--- start SELECTION ---

But very little observation will quickly reveal that neither of these is true! People often get shafted by the universe, and very many kind and deserving people just never get what they want. Sometimes you get something else and realize it is, also in the immortal words of Mr J, it's what you need. Sometimes you realize you didn't really want it after all, whether you get it or not. But enough times, you want it and you don't get it, no matter what you do. 

And yet, somehow, we seem incapable of actually accepting this fact. 

Someone has to be in that group. Maybe one of those someones is me. And before there is a chorus of of course nots, let me say that this is not an emotional melodramatic statement. It's just a statement. And just as we will never know we won't get what we want, we never know we will either. The problem only comes in when our belief is pushing us in the direction of thinking yes it will happen, because then we are always in a state of pre-excitement, which just means we get disappointed too much. And then, when we think we won't get it, we are in a state of pre-disappointment, and that's really hard to deal with too. The important thing I guess is to just accept that sometimes people just don't get what they deserve. Accepting that I think has really helped me turn the corner on the horror of the past six months. I might actually be emerging from the hole for reals this time ladies and gents--two weeks meltdown free...touch wood =)

--- end SELECTION ---

__AIM A__
According to the passage above, why is it a problem to believe that something one wants will happen? Answer in one to three sentences.
__AIM B__
In the passage above, how long does the writer say they have gone without a meltdown?
__AIM C__
Reproduce the part of the passage above starting with "But very little" and going on through "accepting this fact.".

--- start PROVIDED DATA ---

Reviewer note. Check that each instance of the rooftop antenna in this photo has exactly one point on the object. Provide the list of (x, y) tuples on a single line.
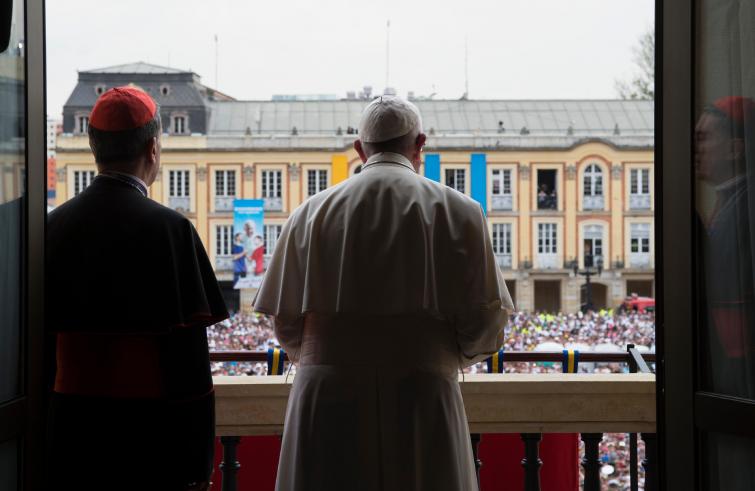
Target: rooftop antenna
[(466, 68), (387, 53), (216, 61)]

--- end PROVIDED DATA ---

__SOLUTION A__
Believing it will happen keeps a person in a state of pre-excitement. As a result, that person ends up disappointed too often.

__SOLUTION B__
Two weeks.

__SOLUTION C__
But very little observation will quickly reveal that neither of these is true! People often get shafted by the universe, and very many kind and deserving people just never get what they want. Sometimes you get something else and realize it is, also in the immortal words of Mr J, it's what you need. Sometimes you realize you didn't really want it after all, whether you get it or not. But enough times, you want it and you don't get it, no matter what you do. 

And yet, somehow, we seem incapable of actually accepting this fact.